▶ Problem
Within the entries below, find the portion that opens with the line containing "target: metal hub" and closes with the line containing "target: white metal pipe". Retype that portion exactly and only.
**** Supplied material
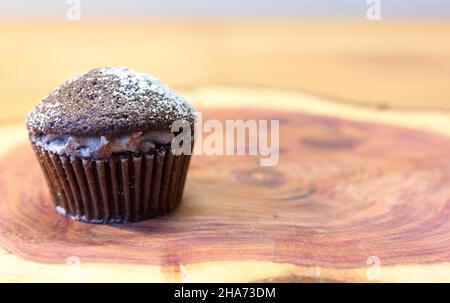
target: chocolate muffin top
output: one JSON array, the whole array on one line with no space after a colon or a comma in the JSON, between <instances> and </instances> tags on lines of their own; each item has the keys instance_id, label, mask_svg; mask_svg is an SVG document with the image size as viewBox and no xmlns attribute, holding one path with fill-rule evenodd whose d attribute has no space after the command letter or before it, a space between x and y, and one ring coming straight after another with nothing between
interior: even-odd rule
<instances>
[{"instance_id":1,"label":"chocolate muffin top","mask_svg":"<svg viewBox=\"0 0 450 303\"><path fill-rule=\"evenodd\" d=\"M157 78L123 67L74 77L29 113L32 134L121 135L169 130L176 120L195 122L195 109Z\"/></svg>"}]
</instances>

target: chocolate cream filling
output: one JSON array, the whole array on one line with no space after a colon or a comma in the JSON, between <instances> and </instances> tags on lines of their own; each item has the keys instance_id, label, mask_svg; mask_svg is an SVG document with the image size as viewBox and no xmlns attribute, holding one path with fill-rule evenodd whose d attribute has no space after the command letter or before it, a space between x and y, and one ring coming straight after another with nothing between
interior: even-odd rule
<instances>
[{"instance_id":1,"label":"chocolate cream filling","mask_svg":"<svg viewBox=\"0 0 450 303\"><path fill-rule=\"evenodd\" d=\"M120 136L34 135L31 141L58 155L104 159L115 153L149 153L156 146L171 144L173 138L170 131L151 130Z\"/></svg>"}]
</instances>

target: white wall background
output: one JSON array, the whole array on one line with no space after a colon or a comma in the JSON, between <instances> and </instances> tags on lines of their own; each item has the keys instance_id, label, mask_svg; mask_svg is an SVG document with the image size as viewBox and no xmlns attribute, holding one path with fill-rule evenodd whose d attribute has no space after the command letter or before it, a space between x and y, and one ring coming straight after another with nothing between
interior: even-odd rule
<instances>
[{"instance_id":1,"label":"white wall background","mask_svg":"<svg viewBox=\"0 0 450 303\"><path fill-rule=\"evenodd\" d=\"M84 18L364 19L367 0L79 0ZM450 19L450 0L380 0L382 18ZM0 18L65 18L67 0L1 0Z\"/></svg>"}]
</instances>

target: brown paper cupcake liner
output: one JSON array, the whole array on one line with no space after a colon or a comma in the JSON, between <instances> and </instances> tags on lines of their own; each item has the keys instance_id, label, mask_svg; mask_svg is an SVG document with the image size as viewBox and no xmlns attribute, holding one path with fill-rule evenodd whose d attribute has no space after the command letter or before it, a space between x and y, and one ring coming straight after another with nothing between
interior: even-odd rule
<instances>
[{"instance_id":1,"label":"brown paper cupcake liner","mask_svg":"<svg viewBox=\"0 0 450 303\"><path fill-rule=\"evenodd\" d=\"M170 147L103 160L34 147L56 209L90 223L127 223L164 215L181 202L190 155Z\"/></svg>"}]
</instances>

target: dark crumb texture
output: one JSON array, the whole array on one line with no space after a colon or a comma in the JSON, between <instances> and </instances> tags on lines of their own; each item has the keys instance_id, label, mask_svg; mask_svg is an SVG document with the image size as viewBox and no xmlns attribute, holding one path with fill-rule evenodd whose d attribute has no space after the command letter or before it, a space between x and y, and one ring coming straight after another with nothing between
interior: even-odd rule
<instances>
[{"instance_id":1,"label":"dark crumb texture","mask_svg":"<svg viewBox=\"0 0 450 303\"><path fill-rule=\"evenodd\" d=\"M90 70L64 83L30 112L33 134L116 135L195 122L195 109L158 79L128 68Z\"/></svg>"}]
</instances>

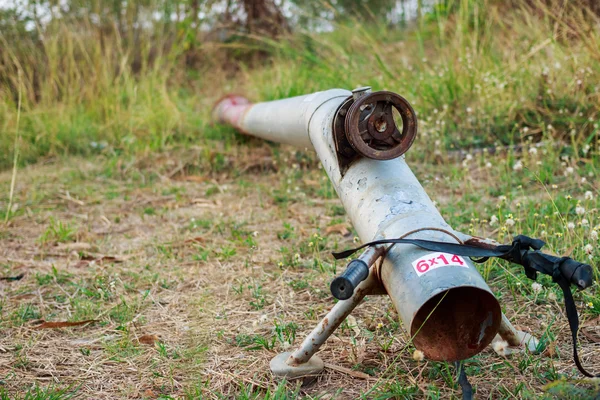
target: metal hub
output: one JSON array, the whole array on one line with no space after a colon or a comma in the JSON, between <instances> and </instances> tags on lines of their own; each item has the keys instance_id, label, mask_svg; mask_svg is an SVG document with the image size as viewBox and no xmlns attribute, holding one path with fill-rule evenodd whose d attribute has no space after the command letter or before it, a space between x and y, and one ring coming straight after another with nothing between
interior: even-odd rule
<instances>
[{"instance_id":1,"label":"metal hub","mask_svg":"<svg viewBox=\"0 0 600 400\"><path fill-rule=\"evenodd\" d=\"M394 121L394 108L402 118L402 132ZM417 118L405 98L381 91L358 97L347 111L344 128L348 142L357 153L376 160L390 160L406 153L414 142Z\"/></svg>"}]
</instances>

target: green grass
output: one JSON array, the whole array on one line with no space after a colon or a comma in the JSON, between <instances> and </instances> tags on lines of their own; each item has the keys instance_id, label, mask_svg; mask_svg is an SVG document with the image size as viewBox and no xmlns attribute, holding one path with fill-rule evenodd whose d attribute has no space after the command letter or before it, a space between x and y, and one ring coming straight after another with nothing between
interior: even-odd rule
<instances>
[{"instance_id":1,"label":"green grass","mask_svg":"<svg viewBox=\"0 0 600 400\"><path fill-rule=\"evenodd\" d=\"M54 388L53 386L39 387L34 385L24 393L13 397L0 387L1 400L67 400L77 398L77 390L71 388Z\"/></svg>"},{"instance_id":2,"label":"green grass","mask_svg":"<svg viewBox=\"0 0 600 400\"><path fill-rule=\"evenodd\" d=\"M75 229L68 223L57 221L50 217L48 228L40 236L40 243L65 243L75 240Z\"/></svg>"}]
</instances>

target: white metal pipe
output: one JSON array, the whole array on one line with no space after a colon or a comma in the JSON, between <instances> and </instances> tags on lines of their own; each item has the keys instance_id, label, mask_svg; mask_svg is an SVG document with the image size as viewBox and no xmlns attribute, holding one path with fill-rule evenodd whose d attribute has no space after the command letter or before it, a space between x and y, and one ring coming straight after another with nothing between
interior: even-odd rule
<instances>
[{"instance_id":1,"label":"white metal pipe","mask_svg":"<svg viewBox=\"0 0 600 400\"><path fill-rule=\"evenodd\" d=\"M420 229L411 238L456 242L456 232L404 157L358 158L342 174L332 126L336 111L350 95L333 89L245 106L225 99L216 111L221 120L251 135L298 147L312 144L361 241L397 238ZM406 329L430 359L471 357L491 342L500 326L500 306L491 290L469 259L456 260L412 245L395 245L381 267L381 281Z\"/></svg>"},{"instance_id":2,"label":"white metal pipe","mask_svg":"<svg viewBox=\"0 0 600 400\"><path fill-rule=\"evenodd\" d=\"M217 103L216 117L242 132L265 140L302 149L312 148L308 126L315 111L323 104L337 106L350 92L332 89L289 99L250 104L240 96L228 96Z\"/></svg>"}]
</instances>

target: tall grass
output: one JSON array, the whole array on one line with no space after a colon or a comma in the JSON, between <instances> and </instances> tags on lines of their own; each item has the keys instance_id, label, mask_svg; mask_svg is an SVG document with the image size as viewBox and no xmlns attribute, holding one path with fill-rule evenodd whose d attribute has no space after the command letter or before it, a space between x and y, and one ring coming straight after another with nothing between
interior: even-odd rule
<instances>
[{"instance_id":1,"label":"tall grass","mask_svg":"<svg viewBox=\"0 0 600 400\"><path fill-rule=\"evenodd\" d=\"M22 160L65 153L88 154L110 145L129 149L136 141L164 145L180 121L178 96L168 87L175 63L161 54L161 43L142 38L141 53L158 52L152 64L142 58L134 74L131 49L121 46L118 32L103 40L91 25L57 22L43 40L28 46L4 42L8 58L6 84L0 92L0 121L4 132L15 123L12 78L23 78ZM1 40L1 36L0 36ZM13 140L0 137L0 149ZM10 152L2 152L6 166Z\"/></svg>"},{"instance_id":2,"label":"tall grass","mask_svg":"<svg viewBox=\"0 0 600 400\"><path fill-rule=\"evenodd\" d=\"M358 85L407 97L440 151L548 139L595 149L599 22L541 1L449 0L406 29L353 20L279 40L209 42L185 26L122 37L85 18L0 33L0 168L13 160L18 71L21 163L218 139L210 108L227 91L262 100Z\"/></svg>"}]
</instances>

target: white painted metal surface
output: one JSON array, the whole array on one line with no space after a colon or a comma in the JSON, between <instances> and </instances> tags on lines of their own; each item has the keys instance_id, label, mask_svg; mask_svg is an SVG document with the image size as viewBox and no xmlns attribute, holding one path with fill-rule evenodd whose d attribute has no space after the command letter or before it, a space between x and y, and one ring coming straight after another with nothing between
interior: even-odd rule
<instances>
[{"instance_id":1,"label":"white painted metal surface","mask_svg":"<svg viewBox=\"0 0 600 400\"><path fill-rule=\"evenodd\" d=\"M397 238L423 228L442 229L451 235L422 230L410 237L448 242L456 242L452 235L467 237L444 221L404 157L388 161L360 158L342 176L332 126L337 109L350 95L347 90L333 89L237 109L217 105L216 111L222 120L247 134L314 148L361 241ZM220 112L226 108L226 113ZM417 348L436 360L468 358L498 332L500 306L468 259L452 261L436 255L440 258L431 260L430 270L415 270L413 262L430 254L412 245L396 245L385 257L380 278ZM443 261L447 261L443 267L433 268L434 263ZM360 287L368 287L369 282ZM310 359L365 294L360 290L338 302L289 358L290 365ZM329 324L330 320L336 324Z\"/></svg>"}]
</instances>

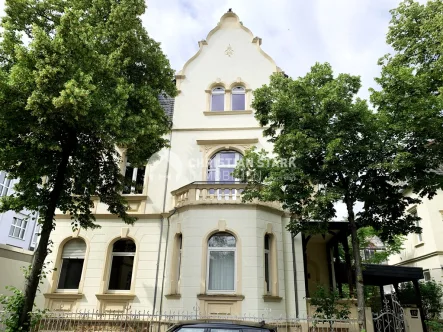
********
▶ Response
target: metal hub
output: one JSON array, the whole array on one line with no space after a colon or a comma in the JSON, between <instances> and </instances> tags on lines of their own; each item has the keys instance_id, label, mask_svg; mask_svg is an SVG document with the image size as viewBox and no xmlns attribute, holding one path with fill-rule evenodd whose d attribute has no space after the command letter or before it, a space between x and y, and one ring coming straight after another with nothing between
interior: even-odd rule
<instances>
[{"instance_id":1,"label":"metal hub","mask_svg":"<svg viewBox=\"0 0 600 400\"><path fill-rule=\"evenodd\" d=\"M394 121L394 108L402 118L402 132ZM417 118L405 98L381 91L358 97L347 111L344 128L348 142L357 153L376 160L390 160L406 153L414 142Z\"/></svg>"}]
</instances>

target: green grass
output: one JSON array, the whole array on one line with no space after a colon or a comma in the JSON, between <instances> and </instances> tags on lines of their own; each item has the keys instance_id, label, mask_svg; mask_svg is an SVG document with the image size as viewBox and no xmlns attribute, holding one path with fill-rule evenodd whose d attribute has no space after the command letter or before it, a space between x and y, and one ring coming straight after another with nothing between
interior: even-odd rule
<instances>
[{"instance_id":1,"label":"green grass","mask_svg":"<svg viewBox=\"0 0 600 400\"><path fill-rule=\"evenodd\" d=\"M54 388L53 386L39 387L34 385L24 393L13 397L0 387L1 400L67 400L77 398L77 390L71 388Z\"/></svg>"},{"instance_id":2,"label":"green grass","mask_svg":"<svg viewBox=\"0 0 600 400\"><path fill-rule=\"evenodd\" d=\"M75 229L68 223L57 221L50 217L48 228L40 236L40 243L65 243L75 240Z\"/></svg>"}]
</instances>

target: white metal pipe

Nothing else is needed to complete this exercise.